● PAGE TEXT:
Communication - particularly written communication. All engineers need to write in order to make proposals and report on what they've done. Many do it atrociously and their careers suffer in consequence.

Second-language - ours is an increasingly international world. A second-language will serve you well.

Technology for learning

My classes change continually to use what I think of as the latest technology.  I haven't yet found a use for Twitter, but I'm always experimenting. Students in my classes have to document their projects using the World Wide Web (Internet) for example and have done so for close to 15 years. We use computer programs extensively including energy simulation and structural analysis.

The Future of Architectural Engineering

I believe architectural engineering will be greatly influenced over the next 15 years by technological developments in many areas. Most important is BIM (building information modeling), but we will see increasing use of robotics, new materials, and the use of information technology more broadly.  Increased internationalization will have big effects as well, some of them quite difficult.

● GOAL A: Reproduce only the rows running from the line that contains "locate the window in the photo above" down through the end of the rows, renaming "instance" to "occurrence" at every occurrence and leaving everything else unchanged.

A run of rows
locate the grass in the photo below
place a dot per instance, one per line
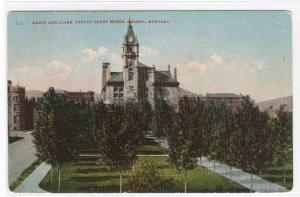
(275, 175)
(24, 175)
(12, 139)
(86, 175)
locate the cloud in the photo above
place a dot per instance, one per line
(57, 66)
(195, 66)
(54, 73)
(148, 51)
(89, 54)
(212, 74)
(217, 59)
(103, 54)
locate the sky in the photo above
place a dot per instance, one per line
(247, 52)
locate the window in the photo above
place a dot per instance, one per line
(130, 88)
(118, 95)
(129, 50)
(130, 73)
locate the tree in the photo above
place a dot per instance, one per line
(282, 129)
(146, 115)
(163, 119)
(118, 134)
(199, 144)
(179, 140)
(253, 137)
(56, 129)
(146, 178)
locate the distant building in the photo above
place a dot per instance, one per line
(231, 100)
(137, 81)
(20, 109)
(272, 106)
(79, 97)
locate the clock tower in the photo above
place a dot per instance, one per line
(130, 57)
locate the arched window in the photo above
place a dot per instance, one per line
(130, 73)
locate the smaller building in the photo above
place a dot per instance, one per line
(231, 100)
(20, 109)
(273, 105)
(79, 97)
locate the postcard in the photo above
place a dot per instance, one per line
(150, 101)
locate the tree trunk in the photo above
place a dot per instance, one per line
(214, 165)
(251, 183)
(283, 171)
(120, 182)
(185, 182)
(58, 189)
(132, 164)
(200, 160)
(230, 175)
(51, 175)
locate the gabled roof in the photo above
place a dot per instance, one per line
(227, 95)
(141, 65)
(130, 33)
(116, 77)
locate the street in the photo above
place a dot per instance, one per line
(21, 154)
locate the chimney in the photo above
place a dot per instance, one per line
(105, 73)
(175, 74)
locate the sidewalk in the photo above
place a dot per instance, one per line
(21, 154)
(241, 177)
(31, 183)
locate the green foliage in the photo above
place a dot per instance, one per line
(199, 143)
(180, 136)
(146, 115)
(56, 128)
(163, 118)
(146, 178)
(252, 136)
(281, 127)
(118, 133)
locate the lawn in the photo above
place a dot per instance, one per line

● GOAL B:
Answer these questions from the page text on engineering education:
(i) For what two purposes does the page text say all engineers need to write?
(ii) For about how long have students documented their projects using the World Wide Web?
(iii) Which development is named as most important for architectural engineering over the next 15 years?

● TASK OUTPUT A:
locate the window in the photo above
place a dot per occurrence, one per line
(130, 88)
(118, 95)
(129, 50)
(130, 73)
locate the tree in the photo above
place a dot per occurrence, one per line
(282, 129)
(146, 115)
(163, 119)
(118, 134)
(199, 144)
(179, 140)
(253, 137)
(56, 129)
(146, 178)
locate the distant building in the photo above
place a dot per occurrence, one per line
(231, 100)
(137, 81)
(20, 109)
(272, 106)
(79, 97)
locate the clock tower in the photo above
place a dot per occurrence, one per line
(130, 57)
locate the arched window in the photo above
place a dot per occurrence, one per line
(130, 73)
locate the smaller building in the photo above
place a dot per occurrence, one per line
(231, 100)
(20, 109)
(273, 105)
(79, 97)
locate the postcard in the photo above
place a dot per occurrence, one per line
(150, 101)
locate the tree trunk in the photo above
place a dot per occurrence, one per line
(214, 165)
(251, 183)
(283, 171)
(120, 182)
(185, 182)
(58, 189)
(132, 164)
(200, 160)
(230, 175)
(51, 175)
locate the gabled roof in the photo above
place a dot per occurrence, one per line
(227, 95)
(141, 65)
(130, 33)
(116, 77)
locate the street in the photo above
place a dot per occurrence, one per line
(21, 154)
locate the chimney in the photo above
place a dot per occurrence, one per line
(105, 73)
(175, 74)
locate the sidewalk in the photo above
place a dot per occurrence, one per line
(21, 154)
(241, 177)
(31, 183)
locate the green foliage in the photo above
place a dot per occurrence, one per line
(199, 143)
(180, 136)
(146, 115)
(56, 128)
(163, 118)
(146, 178)
(252, 136)
(281, 127)
(118, 133)
locate the lawn in the photo above
place a dot per occurrence, one per line

● TASK OUTPUT B:
(i) To make proposals and to report on what they've done.
(ii) Close to 15 years.
(iii) BIM (building information modeling).